[start]

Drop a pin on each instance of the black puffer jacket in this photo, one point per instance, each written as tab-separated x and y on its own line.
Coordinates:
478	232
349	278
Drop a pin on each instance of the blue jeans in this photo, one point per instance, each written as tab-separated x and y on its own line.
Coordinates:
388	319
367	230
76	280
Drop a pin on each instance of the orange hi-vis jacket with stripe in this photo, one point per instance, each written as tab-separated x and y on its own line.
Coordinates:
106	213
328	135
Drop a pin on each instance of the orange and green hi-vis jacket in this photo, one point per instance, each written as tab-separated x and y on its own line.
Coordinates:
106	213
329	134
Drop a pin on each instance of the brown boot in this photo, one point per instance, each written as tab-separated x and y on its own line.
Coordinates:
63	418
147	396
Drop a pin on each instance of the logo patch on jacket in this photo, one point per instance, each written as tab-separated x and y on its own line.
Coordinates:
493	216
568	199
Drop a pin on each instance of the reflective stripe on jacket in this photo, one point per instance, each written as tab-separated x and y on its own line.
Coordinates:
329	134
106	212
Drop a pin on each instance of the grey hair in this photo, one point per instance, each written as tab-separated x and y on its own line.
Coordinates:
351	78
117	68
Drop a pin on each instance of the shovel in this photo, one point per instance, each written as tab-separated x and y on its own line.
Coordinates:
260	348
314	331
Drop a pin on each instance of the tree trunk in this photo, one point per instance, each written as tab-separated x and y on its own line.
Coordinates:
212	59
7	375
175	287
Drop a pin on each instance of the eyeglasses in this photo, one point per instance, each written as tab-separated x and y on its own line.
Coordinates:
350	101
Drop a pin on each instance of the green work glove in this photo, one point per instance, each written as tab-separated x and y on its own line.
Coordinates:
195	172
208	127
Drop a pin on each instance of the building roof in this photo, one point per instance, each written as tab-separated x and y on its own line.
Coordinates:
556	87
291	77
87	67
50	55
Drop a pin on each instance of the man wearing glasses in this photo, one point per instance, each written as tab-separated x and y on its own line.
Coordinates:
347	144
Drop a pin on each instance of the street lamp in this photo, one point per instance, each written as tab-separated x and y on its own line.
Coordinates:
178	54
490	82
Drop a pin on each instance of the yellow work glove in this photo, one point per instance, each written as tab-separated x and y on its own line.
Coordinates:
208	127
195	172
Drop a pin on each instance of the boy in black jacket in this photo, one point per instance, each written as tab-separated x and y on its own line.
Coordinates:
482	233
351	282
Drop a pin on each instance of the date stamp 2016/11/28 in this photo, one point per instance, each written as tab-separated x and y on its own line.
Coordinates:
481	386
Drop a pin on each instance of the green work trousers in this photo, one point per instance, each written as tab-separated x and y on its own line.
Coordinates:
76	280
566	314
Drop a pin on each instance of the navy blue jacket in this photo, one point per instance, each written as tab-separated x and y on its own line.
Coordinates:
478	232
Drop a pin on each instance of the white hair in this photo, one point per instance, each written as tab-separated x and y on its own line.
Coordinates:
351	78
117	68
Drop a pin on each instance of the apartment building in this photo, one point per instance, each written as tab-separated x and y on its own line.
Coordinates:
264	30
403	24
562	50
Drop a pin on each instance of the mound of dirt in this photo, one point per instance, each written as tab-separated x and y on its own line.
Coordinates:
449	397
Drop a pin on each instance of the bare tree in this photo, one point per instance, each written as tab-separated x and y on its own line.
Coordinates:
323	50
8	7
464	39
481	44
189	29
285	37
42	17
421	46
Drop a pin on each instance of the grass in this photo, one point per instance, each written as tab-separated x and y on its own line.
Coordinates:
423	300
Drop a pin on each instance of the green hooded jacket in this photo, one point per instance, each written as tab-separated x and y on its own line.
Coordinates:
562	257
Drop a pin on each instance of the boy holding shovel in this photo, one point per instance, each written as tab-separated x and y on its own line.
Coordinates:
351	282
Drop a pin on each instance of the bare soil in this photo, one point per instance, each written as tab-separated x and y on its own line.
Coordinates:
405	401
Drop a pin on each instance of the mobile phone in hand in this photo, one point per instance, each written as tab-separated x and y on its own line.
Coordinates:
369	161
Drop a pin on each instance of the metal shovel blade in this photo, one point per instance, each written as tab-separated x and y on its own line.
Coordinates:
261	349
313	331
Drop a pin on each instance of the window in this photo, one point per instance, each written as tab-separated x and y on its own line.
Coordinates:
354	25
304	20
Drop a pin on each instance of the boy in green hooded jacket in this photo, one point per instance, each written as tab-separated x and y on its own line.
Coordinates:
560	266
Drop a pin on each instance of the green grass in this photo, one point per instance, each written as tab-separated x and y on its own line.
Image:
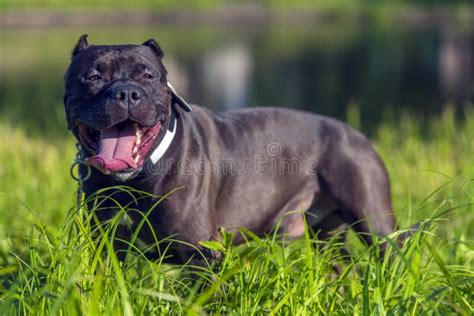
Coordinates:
50	265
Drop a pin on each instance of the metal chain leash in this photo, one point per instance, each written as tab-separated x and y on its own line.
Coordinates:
78	161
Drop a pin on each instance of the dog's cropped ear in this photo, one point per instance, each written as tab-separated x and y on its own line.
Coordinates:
155	47
81	45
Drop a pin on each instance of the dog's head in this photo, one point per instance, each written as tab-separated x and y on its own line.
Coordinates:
117	103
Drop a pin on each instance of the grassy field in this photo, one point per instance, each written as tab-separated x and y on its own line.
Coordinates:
50	265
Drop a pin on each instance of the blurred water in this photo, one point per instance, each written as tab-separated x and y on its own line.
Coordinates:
322	69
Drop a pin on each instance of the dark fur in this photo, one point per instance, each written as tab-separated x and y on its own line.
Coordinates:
345	179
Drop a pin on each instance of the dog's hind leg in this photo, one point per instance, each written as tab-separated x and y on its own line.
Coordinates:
360	186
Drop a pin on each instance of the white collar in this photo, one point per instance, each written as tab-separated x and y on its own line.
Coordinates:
166	141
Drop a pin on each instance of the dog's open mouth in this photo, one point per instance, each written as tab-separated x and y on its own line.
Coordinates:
120	148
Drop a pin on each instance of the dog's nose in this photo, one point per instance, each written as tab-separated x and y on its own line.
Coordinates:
127	95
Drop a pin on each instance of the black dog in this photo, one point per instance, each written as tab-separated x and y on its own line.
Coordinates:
245	168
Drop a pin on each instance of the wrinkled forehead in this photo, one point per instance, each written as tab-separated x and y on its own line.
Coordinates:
115	57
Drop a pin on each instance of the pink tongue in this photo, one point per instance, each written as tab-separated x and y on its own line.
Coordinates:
115	150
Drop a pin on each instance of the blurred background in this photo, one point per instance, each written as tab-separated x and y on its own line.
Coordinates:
373	58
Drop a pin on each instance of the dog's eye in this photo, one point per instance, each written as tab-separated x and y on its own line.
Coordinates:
94	78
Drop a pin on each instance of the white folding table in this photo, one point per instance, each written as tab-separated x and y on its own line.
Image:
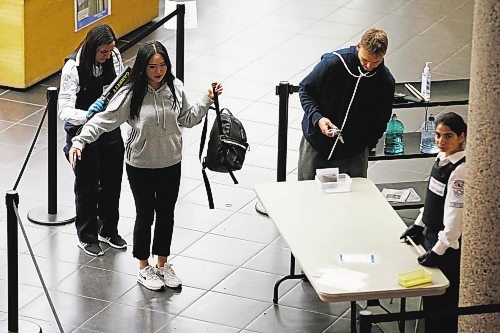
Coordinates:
347	243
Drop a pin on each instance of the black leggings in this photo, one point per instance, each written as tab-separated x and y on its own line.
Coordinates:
450	266
155	191
98	179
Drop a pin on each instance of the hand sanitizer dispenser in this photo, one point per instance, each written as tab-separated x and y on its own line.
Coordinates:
425	88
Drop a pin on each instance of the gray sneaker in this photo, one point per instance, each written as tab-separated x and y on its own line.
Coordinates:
168	276
149	279
92	249
114	241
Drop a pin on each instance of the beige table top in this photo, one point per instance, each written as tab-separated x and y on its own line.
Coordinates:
360	225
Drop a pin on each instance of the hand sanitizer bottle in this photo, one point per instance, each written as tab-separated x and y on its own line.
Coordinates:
393	143
425	88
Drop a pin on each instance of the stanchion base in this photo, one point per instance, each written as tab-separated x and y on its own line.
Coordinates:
259	208
23	325
40	216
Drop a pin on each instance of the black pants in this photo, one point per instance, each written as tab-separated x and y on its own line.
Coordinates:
450	266
155	191
98	178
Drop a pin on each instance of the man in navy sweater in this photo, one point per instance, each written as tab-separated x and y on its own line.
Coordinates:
347	101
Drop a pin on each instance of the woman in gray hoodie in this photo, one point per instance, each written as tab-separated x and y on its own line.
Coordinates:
154	104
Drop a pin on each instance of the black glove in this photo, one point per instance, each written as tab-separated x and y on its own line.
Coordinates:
429	259
415	232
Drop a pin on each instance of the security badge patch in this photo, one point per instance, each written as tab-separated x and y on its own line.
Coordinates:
458	188
458	191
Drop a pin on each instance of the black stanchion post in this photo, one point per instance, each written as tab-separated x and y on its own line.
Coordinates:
51	215
181	12
12	198
13	323
365	325
282	90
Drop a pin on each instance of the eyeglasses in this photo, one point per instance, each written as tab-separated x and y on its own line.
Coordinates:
154	66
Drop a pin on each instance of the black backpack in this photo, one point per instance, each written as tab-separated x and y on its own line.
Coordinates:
226	148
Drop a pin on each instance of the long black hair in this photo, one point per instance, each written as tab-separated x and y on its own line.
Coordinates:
139	80
99	35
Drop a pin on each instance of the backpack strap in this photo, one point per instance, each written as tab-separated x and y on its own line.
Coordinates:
208	189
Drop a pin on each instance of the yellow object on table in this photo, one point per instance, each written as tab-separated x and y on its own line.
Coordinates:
415	278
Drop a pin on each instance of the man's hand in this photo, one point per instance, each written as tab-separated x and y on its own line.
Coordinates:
429	259
327	127
415	232
96	107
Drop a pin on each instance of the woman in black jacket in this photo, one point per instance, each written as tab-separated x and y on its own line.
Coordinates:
86	73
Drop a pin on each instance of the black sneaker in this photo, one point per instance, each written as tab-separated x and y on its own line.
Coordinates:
114	241
92	249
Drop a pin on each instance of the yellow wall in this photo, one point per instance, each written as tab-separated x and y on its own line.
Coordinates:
41	33
11	43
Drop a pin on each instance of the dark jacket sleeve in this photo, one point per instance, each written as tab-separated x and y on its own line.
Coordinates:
310	89
384	111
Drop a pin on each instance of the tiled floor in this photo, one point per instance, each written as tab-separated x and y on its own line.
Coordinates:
230	257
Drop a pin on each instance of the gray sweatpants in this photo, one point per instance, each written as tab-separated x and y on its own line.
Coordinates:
310	160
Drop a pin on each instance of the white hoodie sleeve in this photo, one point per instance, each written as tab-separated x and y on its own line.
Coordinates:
66	101
116	113
453	210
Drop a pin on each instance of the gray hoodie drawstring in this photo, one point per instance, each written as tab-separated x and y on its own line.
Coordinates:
361	74
156	109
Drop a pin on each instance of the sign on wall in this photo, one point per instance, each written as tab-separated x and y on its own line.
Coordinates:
90	11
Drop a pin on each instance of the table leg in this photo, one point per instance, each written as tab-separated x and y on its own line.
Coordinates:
353	317
292	275
402	310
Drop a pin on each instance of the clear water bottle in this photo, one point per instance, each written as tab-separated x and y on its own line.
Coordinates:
427	141
393	143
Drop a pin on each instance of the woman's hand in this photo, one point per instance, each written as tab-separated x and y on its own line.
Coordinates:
74	155
218	90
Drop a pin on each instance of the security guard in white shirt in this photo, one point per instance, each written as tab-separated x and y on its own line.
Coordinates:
439	226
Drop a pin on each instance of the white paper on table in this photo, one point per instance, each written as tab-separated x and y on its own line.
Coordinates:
413	197
357	258
403	195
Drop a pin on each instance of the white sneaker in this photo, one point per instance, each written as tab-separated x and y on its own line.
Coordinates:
167	274
149	279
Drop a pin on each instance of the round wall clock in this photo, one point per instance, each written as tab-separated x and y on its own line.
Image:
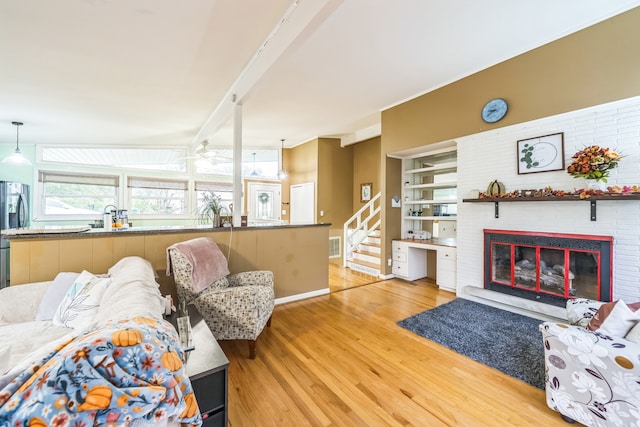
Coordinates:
494	110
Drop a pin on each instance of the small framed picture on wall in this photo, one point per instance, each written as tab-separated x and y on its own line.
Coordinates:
541	154
365	192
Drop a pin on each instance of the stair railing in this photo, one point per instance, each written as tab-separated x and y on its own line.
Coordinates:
360	226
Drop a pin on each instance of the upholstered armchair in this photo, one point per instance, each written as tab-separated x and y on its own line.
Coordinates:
236	306
593	377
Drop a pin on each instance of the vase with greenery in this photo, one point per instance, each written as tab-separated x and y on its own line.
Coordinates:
209	209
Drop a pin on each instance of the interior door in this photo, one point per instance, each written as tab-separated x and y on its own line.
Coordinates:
303	204
264	203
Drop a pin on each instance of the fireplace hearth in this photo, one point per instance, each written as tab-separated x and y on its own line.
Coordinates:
548	266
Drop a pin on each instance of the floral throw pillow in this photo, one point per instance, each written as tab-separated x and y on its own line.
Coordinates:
615	318
79	306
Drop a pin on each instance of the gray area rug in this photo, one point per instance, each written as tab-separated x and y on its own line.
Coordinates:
506	341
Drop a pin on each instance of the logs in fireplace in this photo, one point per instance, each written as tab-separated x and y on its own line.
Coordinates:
562	265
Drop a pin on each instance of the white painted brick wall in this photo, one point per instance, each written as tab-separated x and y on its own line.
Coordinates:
493	155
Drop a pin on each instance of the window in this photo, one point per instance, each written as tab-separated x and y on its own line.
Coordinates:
152	196
164	159
76	195
224	190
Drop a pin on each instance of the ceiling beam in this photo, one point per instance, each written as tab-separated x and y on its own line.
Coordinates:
302	16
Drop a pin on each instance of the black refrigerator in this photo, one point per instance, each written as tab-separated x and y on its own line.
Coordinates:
14	213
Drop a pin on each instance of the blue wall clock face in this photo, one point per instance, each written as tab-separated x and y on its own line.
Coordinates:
494	110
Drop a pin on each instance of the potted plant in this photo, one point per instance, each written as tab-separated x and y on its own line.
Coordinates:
209	209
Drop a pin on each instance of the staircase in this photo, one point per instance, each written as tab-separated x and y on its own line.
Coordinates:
362	239
365	258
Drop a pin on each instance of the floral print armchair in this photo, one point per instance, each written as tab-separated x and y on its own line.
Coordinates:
591	377
237	306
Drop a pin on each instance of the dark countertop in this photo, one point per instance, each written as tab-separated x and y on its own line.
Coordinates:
62	233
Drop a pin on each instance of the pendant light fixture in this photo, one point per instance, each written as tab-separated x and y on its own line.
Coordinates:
282	174
254	172
17	158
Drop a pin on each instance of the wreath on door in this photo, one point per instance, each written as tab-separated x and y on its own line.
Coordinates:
263	198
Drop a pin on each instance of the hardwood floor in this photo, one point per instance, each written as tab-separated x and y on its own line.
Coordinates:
341	360
341	278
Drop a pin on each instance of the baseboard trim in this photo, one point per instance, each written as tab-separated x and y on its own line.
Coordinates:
299	297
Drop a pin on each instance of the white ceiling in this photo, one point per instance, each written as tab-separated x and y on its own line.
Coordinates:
164	72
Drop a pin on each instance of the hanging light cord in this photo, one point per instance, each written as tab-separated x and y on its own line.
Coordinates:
17	125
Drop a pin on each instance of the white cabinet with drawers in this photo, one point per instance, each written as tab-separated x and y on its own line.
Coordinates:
446	268
410	261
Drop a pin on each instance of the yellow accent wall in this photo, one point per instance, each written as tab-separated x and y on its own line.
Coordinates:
594	66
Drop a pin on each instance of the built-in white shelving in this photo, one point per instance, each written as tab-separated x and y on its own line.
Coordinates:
429	193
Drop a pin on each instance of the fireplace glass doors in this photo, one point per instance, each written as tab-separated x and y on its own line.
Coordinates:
567	266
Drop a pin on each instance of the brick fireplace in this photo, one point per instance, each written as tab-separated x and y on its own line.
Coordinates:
556	264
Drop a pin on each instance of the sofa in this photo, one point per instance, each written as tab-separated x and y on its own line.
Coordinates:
86	349
593	363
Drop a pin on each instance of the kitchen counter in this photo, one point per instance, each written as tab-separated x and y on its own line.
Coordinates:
297	254
61	232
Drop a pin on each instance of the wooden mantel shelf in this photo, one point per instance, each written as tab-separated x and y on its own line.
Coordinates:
567	198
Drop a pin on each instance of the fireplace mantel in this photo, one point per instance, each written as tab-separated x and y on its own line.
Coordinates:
567	198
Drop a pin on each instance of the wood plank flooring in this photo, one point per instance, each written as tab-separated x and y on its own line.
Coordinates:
341	360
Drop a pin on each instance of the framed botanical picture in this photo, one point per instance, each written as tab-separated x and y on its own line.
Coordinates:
365	192
541	154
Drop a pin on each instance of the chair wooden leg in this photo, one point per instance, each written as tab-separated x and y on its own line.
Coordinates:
252	349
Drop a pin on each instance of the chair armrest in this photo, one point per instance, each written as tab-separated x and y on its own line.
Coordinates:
582	342
20	303
591	377
247	278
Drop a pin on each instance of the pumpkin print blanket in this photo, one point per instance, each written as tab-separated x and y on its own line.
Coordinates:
122	371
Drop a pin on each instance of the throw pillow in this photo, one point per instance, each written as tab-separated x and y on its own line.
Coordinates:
581	310
5	356
80	305
55	294
615	318
634	334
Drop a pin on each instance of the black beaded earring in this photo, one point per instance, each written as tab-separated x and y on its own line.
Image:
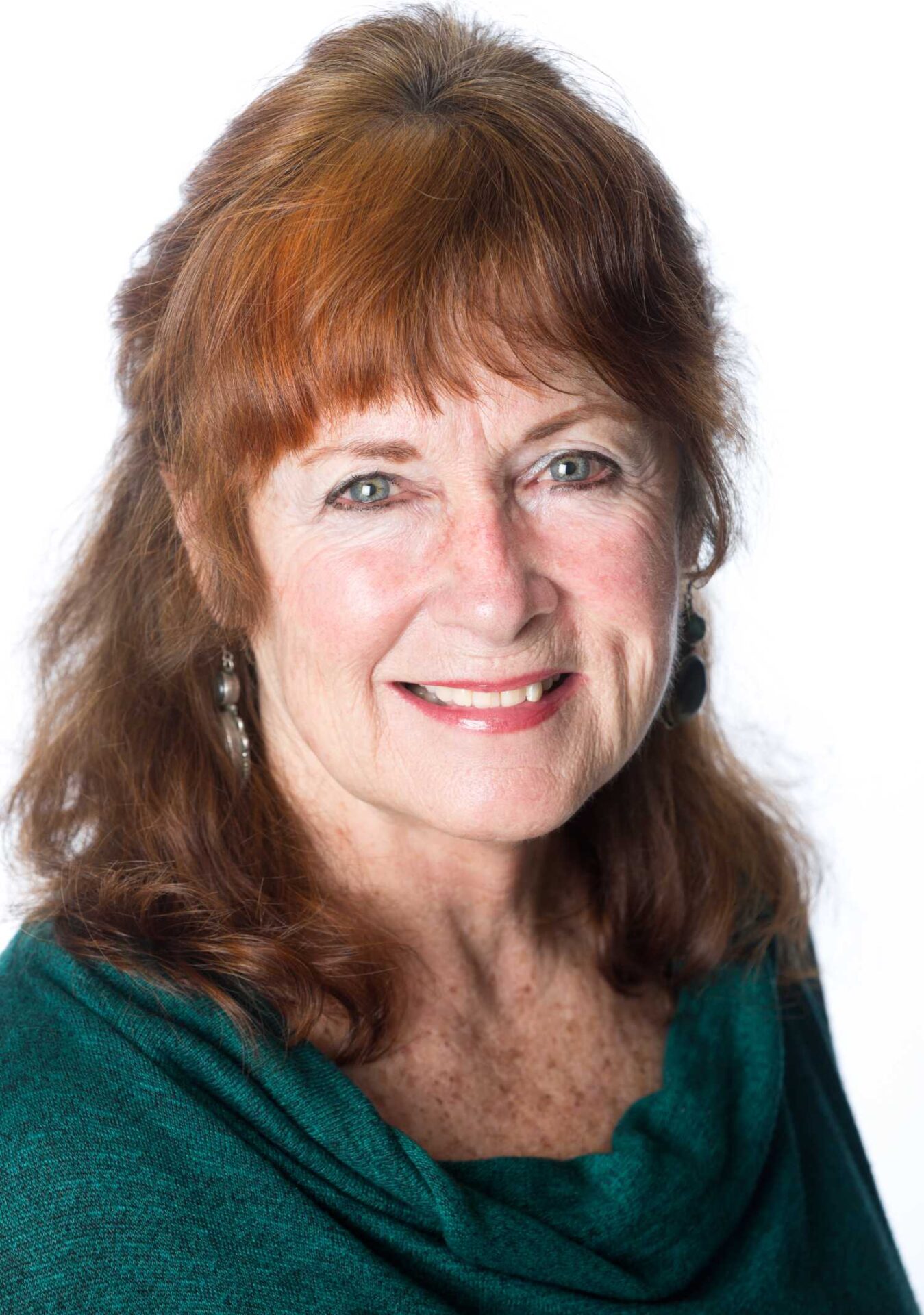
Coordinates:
689	686
227	692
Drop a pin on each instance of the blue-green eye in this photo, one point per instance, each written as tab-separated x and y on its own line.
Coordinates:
563	467
366	484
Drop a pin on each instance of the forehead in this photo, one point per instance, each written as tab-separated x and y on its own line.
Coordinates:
564	387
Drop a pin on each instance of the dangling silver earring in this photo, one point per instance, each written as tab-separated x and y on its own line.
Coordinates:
227	692
689	686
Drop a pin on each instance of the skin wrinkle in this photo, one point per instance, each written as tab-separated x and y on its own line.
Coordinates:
473	570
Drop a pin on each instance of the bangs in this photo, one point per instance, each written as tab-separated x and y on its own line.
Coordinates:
399	264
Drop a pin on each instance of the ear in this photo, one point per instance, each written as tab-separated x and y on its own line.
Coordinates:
184	514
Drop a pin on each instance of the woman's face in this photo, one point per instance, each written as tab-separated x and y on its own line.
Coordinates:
522	537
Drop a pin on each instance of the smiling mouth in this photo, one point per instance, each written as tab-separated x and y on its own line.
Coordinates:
476	699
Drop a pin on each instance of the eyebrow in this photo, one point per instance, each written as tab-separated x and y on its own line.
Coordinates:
399	451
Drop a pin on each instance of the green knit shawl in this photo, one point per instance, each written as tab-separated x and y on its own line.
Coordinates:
149	1169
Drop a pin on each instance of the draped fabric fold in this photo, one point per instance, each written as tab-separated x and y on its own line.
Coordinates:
147	1168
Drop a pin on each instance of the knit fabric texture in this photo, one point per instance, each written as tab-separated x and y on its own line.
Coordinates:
149	1168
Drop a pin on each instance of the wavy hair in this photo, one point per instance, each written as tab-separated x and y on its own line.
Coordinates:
419	194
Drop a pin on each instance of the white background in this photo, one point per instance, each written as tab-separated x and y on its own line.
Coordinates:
792	132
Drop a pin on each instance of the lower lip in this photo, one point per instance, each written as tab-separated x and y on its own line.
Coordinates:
521	717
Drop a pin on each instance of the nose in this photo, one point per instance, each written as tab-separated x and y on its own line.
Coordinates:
488	583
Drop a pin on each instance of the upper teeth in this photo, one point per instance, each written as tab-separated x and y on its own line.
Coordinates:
493	699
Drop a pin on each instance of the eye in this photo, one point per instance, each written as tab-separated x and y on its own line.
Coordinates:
562	466
572	463
366	483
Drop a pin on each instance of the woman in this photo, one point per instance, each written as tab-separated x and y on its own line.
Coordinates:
425	803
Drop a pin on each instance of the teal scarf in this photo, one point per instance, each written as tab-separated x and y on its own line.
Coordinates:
146	1169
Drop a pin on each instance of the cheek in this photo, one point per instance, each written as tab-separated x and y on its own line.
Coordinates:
629	574
340	608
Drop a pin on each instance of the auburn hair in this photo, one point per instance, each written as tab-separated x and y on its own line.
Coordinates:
421	192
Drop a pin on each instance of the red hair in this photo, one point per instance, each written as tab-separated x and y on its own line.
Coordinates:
421	192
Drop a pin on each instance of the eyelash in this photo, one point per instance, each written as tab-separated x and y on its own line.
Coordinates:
583	487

[end]

Return exactly the lines from the one containing "Drop a pin on each instance of the woman in this" to the last line of the data, and nothing more.

* **Answer**:
Drop a pin on each instance of the woman in this photo, one point per instance, each written as tab-separated x and y on its own line.
Coordinates:
425	803
Drop a pin on each instance of the teal scarf in this photo, one point per instance, each written as tab-separated x and y on its own line.
Coordinates:
146	1169
Drop a pin on each instance of the cheek in this photo, one point per instance, each written as tab-separated x and y on its own line.
Coordinates:
629	574
340	608
Drop a pin on each instance of the auburn hair in this photo, one point per instance, each written as tab-separated x and y on its own line.
Coordinates:
421	192
Drop a pin on each instance of the red hair in this photo, one point per instance, each written as tab-separated x and y on its own line.
Coordinates:
421	192
Drop a pin on each instance of the eyelash in this photo, one point per instance, each written as tab-separated x and y on its own line.
Coordinates:
583	487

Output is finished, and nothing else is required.